## Task brief
From the entries below, extract every line that includes the word "bare".

## Listed entries
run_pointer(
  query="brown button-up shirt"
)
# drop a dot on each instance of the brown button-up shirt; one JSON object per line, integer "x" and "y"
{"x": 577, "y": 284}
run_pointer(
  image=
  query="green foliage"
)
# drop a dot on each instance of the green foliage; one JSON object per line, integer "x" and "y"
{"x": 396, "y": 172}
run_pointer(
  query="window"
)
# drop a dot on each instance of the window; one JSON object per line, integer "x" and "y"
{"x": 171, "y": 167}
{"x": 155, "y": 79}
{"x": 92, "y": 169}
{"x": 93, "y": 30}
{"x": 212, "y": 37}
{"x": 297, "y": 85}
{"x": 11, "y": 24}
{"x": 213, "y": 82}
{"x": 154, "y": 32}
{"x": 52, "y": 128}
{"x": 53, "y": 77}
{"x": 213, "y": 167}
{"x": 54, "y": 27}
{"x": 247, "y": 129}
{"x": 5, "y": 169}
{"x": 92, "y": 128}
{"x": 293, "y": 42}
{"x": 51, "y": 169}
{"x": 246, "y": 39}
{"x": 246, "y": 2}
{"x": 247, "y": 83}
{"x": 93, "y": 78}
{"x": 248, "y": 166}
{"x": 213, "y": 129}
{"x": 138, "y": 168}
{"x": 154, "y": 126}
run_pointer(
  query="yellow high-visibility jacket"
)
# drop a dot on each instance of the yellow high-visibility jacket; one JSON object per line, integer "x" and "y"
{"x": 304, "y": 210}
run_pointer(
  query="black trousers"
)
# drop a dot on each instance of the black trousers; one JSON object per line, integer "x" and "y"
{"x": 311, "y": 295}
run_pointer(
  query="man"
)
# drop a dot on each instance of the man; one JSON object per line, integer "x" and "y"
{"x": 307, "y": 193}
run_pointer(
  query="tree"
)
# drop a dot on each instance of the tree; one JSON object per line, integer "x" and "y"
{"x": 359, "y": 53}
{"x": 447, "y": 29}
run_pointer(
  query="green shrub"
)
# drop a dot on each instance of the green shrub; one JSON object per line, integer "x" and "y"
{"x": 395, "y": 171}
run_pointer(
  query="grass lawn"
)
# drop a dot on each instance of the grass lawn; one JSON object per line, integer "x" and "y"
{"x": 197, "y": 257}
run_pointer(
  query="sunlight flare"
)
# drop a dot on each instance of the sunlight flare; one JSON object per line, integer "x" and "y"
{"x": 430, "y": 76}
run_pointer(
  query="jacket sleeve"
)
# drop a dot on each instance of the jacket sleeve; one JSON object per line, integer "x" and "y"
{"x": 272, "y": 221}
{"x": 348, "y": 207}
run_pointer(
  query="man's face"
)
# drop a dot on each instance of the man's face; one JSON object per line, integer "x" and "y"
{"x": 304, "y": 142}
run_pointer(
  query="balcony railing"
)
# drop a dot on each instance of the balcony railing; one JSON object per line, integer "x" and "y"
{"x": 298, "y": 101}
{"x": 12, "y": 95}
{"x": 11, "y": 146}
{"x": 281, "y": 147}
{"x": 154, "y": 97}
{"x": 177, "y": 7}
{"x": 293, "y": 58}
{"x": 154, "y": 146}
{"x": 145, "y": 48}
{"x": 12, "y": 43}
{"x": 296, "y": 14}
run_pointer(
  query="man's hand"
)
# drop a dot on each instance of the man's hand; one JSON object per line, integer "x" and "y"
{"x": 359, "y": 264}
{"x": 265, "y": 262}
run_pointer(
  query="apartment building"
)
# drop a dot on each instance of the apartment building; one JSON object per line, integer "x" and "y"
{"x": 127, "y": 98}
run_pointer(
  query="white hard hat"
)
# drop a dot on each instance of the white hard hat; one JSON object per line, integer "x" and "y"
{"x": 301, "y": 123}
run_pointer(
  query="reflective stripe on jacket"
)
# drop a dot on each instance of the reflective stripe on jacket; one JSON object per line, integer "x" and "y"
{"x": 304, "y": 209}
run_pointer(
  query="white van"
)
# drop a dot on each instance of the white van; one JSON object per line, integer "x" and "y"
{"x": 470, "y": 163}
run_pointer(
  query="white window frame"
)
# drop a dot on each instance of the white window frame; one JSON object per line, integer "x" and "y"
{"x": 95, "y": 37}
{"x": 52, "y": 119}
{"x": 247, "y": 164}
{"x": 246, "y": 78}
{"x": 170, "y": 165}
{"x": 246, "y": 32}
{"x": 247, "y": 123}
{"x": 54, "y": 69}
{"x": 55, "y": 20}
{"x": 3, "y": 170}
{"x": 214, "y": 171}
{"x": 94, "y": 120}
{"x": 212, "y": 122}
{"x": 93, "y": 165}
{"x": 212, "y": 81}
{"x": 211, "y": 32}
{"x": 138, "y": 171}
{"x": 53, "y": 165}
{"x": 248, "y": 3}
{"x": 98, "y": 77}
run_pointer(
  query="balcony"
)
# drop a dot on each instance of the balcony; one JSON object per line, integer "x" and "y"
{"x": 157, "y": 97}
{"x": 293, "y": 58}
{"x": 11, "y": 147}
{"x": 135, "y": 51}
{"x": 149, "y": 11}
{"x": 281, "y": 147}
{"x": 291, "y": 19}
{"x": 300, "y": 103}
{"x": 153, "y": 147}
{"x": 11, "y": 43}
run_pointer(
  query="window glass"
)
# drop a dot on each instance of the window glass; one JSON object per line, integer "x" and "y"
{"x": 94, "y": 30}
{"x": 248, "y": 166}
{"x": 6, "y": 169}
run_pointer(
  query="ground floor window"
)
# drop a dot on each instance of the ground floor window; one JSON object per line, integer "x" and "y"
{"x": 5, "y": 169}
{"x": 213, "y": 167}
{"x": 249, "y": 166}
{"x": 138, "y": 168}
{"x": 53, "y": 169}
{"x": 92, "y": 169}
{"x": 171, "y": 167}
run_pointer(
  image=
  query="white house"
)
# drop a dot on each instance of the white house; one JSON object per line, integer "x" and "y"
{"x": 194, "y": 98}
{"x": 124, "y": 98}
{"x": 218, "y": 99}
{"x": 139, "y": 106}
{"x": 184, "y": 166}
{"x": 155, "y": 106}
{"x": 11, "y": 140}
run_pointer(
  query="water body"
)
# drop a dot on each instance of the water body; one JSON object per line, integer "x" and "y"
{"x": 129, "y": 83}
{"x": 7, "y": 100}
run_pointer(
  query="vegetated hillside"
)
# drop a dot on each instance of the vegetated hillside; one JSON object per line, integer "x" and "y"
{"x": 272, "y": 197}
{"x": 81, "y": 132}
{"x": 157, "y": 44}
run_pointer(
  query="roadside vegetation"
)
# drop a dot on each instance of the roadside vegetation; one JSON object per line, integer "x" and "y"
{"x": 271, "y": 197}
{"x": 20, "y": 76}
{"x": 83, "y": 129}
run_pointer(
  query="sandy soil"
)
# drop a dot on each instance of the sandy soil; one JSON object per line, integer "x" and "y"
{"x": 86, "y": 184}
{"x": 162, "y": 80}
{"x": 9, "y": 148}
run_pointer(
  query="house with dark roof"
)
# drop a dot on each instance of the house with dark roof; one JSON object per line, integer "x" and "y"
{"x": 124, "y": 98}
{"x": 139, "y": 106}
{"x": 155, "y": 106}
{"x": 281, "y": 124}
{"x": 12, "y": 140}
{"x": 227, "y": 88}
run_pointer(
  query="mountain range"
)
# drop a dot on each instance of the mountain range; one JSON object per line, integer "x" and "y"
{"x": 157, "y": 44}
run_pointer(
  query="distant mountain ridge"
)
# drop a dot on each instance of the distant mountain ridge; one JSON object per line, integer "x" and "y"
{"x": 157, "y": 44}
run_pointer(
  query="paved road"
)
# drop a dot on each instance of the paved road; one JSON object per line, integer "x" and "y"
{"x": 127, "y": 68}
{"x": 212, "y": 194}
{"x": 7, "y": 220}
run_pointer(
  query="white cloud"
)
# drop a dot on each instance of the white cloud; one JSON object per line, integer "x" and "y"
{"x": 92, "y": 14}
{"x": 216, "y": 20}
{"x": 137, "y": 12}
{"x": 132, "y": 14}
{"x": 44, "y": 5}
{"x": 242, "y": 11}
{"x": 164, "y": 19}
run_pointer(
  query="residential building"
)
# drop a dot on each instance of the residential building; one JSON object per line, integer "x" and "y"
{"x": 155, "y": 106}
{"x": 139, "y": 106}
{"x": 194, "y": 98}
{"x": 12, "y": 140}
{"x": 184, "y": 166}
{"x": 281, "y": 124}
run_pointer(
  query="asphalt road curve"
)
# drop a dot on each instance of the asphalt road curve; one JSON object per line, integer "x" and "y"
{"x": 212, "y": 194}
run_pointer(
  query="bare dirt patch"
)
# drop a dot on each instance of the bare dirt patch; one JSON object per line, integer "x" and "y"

## Task result
  query="bare dirt patch"
# drop a dot on each instance of the bare dirt patch; one JSON object per line, integer "x" and "y"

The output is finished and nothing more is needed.